*Data supplied*.
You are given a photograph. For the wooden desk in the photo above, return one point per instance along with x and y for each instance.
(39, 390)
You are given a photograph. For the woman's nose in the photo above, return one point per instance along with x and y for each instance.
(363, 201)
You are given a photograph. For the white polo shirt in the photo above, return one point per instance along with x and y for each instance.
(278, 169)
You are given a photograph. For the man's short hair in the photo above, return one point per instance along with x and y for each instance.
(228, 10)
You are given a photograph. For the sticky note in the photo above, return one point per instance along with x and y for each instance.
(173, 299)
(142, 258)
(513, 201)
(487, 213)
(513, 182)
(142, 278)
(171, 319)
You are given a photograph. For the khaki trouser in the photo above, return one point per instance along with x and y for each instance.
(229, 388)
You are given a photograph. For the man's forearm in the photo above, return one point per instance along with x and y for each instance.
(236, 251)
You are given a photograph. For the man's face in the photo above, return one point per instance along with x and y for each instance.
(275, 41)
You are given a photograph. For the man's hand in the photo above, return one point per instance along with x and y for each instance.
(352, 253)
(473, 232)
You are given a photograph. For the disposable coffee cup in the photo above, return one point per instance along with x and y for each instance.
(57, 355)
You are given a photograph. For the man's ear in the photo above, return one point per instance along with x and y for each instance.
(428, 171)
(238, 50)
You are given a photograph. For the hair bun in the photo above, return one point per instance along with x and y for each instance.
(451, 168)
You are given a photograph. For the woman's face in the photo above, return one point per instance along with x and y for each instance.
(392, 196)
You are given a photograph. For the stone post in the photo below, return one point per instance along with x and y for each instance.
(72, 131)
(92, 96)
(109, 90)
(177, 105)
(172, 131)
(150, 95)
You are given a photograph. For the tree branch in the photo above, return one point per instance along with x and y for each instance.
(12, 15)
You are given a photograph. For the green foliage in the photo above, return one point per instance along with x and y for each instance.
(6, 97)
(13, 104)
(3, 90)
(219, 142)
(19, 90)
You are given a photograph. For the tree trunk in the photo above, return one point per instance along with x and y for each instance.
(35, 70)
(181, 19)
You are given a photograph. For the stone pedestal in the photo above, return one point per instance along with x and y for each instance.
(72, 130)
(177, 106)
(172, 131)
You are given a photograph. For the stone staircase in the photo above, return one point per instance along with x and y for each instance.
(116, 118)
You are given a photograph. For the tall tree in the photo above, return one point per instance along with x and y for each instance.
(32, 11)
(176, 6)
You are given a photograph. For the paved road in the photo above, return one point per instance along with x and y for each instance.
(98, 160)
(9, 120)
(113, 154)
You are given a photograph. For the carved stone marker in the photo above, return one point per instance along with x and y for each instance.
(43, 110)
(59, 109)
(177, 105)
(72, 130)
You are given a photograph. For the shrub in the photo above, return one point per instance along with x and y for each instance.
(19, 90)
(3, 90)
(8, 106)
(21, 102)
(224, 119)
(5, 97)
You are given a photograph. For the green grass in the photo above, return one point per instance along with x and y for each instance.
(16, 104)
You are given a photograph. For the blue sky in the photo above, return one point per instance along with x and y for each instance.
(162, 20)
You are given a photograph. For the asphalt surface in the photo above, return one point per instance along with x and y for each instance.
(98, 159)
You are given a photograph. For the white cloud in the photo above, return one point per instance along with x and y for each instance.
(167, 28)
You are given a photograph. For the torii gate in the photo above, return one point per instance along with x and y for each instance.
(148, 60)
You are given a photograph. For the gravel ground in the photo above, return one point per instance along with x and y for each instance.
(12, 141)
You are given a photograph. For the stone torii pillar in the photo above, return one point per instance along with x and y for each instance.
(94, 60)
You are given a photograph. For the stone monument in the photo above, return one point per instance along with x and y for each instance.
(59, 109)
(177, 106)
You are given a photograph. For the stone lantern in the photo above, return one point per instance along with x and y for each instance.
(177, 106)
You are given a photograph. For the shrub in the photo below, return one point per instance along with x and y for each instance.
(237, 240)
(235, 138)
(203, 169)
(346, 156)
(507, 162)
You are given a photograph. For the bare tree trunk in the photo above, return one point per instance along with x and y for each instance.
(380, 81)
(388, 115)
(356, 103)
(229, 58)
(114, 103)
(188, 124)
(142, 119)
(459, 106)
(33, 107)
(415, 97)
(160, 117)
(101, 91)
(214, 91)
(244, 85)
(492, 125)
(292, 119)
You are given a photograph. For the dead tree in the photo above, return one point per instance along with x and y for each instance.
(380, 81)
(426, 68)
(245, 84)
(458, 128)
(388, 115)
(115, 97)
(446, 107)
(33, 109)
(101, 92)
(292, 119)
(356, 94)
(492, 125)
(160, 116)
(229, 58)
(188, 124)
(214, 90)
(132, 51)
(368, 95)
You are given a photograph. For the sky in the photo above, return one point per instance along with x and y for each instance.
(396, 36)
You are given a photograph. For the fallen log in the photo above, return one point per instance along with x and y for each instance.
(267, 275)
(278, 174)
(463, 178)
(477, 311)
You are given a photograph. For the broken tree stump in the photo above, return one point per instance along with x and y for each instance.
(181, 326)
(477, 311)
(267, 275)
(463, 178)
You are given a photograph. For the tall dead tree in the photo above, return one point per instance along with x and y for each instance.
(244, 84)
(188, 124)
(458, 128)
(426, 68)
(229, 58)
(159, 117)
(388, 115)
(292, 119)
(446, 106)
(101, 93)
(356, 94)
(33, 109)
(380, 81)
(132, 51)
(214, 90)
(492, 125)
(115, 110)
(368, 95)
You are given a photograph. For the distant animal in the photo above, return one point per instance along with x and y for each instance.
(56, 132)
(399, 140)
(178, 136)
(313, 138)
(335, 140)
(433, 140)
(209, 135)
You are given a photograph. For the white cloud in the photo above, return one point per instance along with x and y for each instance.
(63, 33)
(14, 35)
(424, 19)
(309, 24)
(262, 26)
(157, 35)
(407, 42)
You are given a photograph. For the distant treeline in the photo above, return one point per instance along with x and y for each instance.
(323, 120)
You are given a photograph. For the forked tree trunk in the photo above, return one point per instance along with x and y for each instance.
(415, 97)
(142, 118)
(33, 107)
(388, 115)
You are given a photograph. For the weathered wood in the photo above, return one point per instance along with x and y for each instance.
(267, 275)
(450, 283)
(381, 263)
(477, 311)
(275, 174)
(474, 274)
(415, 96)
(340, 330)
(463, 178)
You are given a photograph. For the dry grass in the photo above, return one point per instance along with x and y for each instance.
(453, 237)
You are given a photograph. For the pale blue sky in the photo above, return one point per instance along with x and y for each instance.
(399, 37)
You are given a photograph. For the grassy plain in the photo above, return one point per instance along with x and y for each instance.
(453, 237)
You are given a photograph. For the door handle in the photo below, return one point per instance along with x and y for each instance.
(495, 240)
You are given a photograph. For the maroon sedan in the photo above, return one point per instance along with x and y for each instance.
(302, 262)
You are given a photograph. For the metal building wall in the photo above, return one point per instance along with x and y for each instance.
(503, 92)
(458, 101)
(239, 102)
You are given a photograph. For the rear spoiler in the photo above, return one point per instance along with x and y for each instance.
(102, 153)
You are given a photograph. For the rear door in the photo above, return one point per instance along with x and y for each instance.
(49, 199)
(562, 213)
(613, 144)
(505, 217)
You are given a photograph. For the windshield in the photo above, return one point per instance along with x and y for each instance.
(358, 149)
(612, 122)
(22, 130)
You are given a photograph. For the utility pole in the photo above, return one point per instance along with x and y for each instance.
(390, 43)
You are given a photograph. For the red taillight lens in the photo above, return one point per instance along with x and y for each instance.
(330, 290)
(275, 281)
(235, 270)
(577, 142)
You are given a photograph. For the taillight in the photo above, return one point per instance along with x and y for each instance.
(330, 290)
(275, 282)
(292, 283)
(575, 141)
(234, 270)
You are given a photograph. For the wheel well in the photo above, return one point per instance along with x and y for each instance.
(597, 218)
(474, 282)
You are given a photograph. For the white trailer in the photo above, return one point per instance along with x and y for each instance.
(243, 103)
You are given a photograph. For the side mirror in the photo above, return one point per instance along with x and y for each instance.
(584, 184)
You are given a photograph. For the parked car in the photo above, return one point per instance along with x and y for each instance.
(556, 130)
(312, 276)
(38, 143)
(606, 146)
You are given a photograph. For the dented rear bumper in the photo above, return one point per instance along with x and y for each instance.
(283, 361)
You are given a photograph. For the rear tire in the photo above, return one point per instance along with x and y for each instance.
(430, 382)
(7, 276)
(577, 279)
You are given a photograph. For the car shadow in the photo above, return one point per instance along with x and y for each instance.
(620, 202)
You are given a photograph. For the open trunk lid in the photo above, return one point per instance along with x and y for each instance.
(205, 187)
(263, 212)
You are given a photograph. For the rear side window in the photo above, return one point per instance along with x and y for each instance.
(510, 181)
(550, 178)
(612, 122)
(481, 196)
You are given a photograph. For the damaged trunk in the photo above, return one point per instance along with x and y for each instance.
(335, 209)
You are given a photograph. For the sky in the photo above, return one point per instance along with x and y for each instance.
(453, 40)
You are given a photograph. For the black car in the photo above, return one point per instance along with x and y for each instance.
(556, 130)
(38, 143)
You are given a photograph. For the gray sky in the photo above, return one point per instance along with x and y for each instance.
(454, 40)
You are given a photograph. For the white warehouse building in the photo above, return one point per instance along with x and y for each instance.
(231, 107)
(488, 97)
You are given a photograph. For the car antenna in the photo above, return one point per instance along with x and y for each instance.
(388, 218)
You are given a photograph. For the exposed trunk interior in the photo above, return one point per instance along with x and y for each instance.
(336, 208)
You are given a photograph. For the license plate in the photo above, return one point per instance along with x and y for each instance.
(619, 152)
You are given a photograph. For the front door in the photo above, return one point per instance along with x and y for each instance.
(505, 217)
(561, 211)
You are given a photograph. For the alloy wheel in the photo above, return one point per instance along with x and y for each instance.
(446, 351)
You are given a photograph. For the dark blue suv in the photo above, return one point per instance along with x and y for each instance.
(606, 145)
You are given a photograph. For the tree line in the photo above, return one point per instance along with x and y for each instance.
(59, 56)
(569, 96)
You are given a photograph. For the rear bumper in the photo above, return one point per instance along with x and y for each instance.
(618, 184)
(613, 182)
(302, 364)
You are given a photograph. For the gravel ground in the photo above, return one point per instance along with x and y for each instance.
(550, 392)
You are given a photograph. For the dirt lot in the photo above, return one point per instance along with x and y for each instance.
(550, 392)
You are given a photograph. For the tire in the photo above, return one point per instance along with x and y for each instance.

*Task instructions*. Repeat only the lines from the one holding "You are given a photograph. For the tree line" through the last line of the data.

*Answer for this exercise*.
You are given a photograph. For the tree line in the photo above, return one point per instance along with x and y for each instance.
(59, 56)
(569, 96)
You are given a photograph. For the rear bumper in the photo above, return one point per instance along with x and y for each instance.
(618, 184)
(613, 182)
(302, 364)
You are given a photograph. For the gravel ground in the photo above, return one point per instance along with x and y for each instance.
(550, 392)
You are given a photograph. For the dirt lot in the photo above, return one point per instance along with x and y for each instance.
(550, 392)
You are given a photograph. For the tire in the photo above, return one point per instance along with x and y for each instance.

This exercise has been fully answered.